[Collected data entries]
........
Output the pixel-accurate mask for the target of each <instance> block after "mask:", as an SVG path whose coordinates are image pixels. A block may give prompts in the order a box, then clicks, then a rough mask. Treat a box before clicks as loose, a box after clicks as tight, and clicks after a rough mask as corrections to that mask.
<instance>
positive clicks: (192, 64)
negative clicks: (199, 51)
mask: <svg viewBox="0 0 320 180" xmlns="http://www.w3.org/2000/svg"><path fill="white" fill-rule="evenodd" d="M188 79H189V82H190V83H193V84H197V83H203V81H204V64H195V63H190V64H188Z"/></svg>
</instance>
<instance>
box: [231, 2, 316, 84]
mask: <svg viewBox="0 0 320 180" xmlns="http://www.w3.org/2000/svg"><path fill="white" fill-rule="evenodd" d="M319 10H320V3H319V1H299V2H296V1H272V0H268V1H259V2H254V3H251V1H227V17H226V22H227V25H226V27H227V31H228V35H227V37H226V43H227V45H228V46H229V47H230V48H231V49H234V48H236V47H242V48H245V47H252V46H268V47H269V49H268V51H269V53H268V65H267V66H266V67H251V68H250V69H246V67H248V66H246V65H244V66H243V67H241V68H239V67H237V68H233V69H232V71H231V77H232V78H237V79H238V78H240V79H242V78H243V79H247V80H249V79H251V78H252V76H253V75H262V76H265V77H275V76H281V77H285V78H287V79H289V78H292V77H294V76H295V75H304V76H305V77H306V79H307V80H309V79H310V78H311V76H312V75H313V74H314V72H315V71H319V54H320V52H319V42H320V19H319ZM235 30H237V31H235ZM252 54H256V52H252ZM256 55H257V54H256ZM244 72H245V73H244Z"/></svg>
........
Output the data in full, precisely as it appears above.

● **Expected answer**:
Output the pixel-accurate mask for the target of each <instance> block after "mask:", as an SVG path whose coordinates are image pixels. A block may give prompts in the order a box, then clicks, then a rough mask. Treat a box before clicks as loose, a box after clicks as tight, and clicks after a rough mask as corrections to that mask.
<instance>
positive clicks: (192, 64)
negative clicks: (199, 51)
mask: <svg viewBox="0 0 320 180" xmlns="http://www.w3.org/2000/svg"><path fill="white" fill-rule="evenodd" d="M188 79H189V82H190V83H193V84H197V83H203V81H204V64H195V63H190V64H188Z"/></svg>
</instance>
<instance>
box: [231, 2, 316, 84]
mask: <svg viewBox="0 0 320 180" xmlns="http://www.w3.org/2000/svg"><path fill="white" fill-rule="evenodd" d="M319 10H320V3H319V1H299V2H296V1H272V0H268V1H259V2H254V3H251V1H227V17H226V22H227V25H226V27H227V31H228V35H227V37H226V43H227V45H228V46H229V47H230V48H231V49H234V48H236V47H242V48H245V47H252V46H268V47H269V49H268V51H269V53H268V65H267V66H266V67H251V68H250V69H246V67H248V66H246V65H244V66H243V67H241V68H239V67H237V68H233V69H232V71H231V77H232V78H237V79H238V78H240V79H242V78H243V79H247V80H249V79H251V78H252V76H253V75H262V76H265V77H275V76H281V77H285V78H287V79H289V78H292V77H294V76H295V75H304V76H305V77H306V79H307V80H309V79H310V78H311V76H312V75H313V74H314V72H315V71H319V54H320V52H319V42H320V19H319ZM235 30H237V31H235ZM252 54H256V52H252ZM256 55H257V54H256ZM244 72H245V73H244Z"/></svg>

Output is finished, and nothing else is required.